--- BEGIN ---

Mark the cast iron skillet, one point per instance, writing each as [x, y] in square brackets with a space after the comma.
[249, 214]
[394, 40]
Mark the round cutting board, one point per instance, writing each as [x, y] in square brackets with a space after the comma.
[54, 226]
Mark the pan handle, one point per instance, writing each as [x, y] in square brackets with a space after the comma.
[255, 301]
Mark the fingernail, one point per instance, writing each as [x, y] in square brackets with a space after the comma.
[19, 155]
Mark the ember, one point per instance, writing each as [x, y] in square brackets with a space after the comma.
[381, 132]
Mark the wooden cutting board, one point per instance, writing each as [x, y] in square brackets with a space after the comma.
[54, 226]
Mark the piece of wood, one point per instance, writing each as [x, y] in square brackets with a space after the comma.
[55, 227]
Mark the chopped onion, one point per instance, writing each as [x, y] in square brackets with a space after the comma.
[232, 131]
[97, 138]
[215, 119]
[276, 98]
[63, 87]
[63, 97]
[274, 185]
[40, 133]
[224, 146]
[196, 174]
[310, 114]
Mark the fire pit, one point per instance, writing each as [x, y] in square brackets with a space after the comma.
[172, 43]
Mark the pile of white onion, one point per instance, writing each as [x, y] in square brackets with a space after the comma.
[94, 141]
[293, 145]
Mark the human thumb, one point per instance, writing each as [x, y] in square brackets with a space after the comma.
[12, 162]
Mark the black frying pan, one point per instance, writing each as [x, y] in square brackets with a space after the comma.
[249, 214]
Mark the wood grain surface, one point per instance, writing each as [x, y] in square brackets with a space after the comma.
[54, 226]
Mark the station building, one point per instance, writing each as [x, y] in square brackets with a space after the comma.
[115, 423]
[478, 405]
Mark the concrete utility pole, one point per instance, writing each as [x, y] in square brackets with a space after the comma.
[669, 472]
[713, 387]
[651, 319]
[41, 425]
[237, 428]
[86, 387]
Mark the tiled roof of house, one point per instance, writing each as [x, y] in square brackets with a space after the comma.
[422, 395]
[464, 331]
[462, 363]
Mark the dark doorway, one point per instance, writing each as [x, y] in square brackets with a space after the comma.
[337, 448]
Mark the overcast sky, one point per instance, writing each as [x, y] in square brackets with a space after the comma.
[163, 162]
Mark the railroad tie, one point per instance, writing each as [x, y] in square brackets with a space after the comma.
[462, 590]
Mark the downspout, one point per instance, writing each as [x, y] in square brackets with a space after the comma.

--- END ---

Task prompt:
Starting with the line that contains "Mark the tiled", print each line through the last one in the listing. Include both end lines and add nothing.

Full response:
Mark the tiled roof of house, one point per instance, writing each as [x, y] in square brackets with a space after the comma.
[422, 395]
[464, 331]
[462, 363]
Mark the dark doorway, one point per instance, writing each as [x, y] in square brackets with a space after the comma.
[337, 448]
Mark the overcast sky, one point per instance, writing each as [x, y] in square brackets with a space after the comma.
[163, 162]
Mark the railroad tie, one point per instance, writing each as [x, y] in square brackets with a space after the comma.
[462, 590]
Mark the downspout, one point per instance, writing each as [x, y] in square brackets with a space after the comma.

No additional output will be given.